Excerpts from a pointing dataset
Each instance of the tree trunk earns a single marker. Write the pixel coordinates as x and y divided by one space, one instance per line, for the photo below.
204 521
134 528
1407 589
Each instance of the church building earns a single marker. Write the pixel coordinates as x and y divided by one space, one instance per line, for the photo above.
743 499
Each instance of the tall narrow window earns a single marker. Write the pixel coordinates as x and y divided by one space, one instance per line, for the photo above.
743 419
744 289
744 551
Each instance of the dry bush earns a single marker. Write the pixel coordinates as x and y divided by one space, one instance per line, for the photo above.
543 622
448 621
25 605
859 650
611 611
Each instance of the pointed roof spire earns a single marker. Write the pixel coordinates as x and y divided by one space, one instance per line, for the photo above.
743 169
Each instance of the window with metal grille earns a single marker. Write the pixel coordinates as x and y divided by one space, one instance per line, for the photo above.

→ Aim
Format the lines above as a Markdown table with two columns, Row and Line. Number each row and leave out any blank lines.

→ Exercise output
| Row | Line |
|---|---|
| 1 | Each instance of the tree trunk earns a single marker. Write the pixel coordinates as x and y divided by one space, one instance per line, for the photo below. |
| 2 | 204 521 |
| 3 | 134 528 |
| 4 | 1407 589 |
| 5 | Each instance of the church building earns a single marker. Write the pixel coordinates as x and y divided by one space, one instance per line, for the photo above. |
| 6 | 743 499 |
| 7 | Each instance of the tall narrow window earns a single marker. Write the pixel coordinates as x and y divided by one space, one instance per line, for the photo above. |
| 8 | 743 419 |
| 9 | 744 289 |
| 10 | 744 551 |
| 11 | Each instance of the dry bush earns a single marker. Write the pixel coordinates as x and y divided by one space, one instance per line, for the photo above. |
| 12 | 543 622 |
| 13 | 448 621 |
| 14 | 25 605 |
| 15 | 859 650 |
| 16 | 611 611 |
| 17 | Each instance of the pointed roof spire earns a single marker. Write the pixel coordinates as x and y divided by one space, one instance per line, for the photo above. |
| 18 | 743 169 |
| 19 | Each instance of the window with metal grille earns a single marker. Write the pixel coordinates as x and y divided by one space, one instance per line, for the photo above. |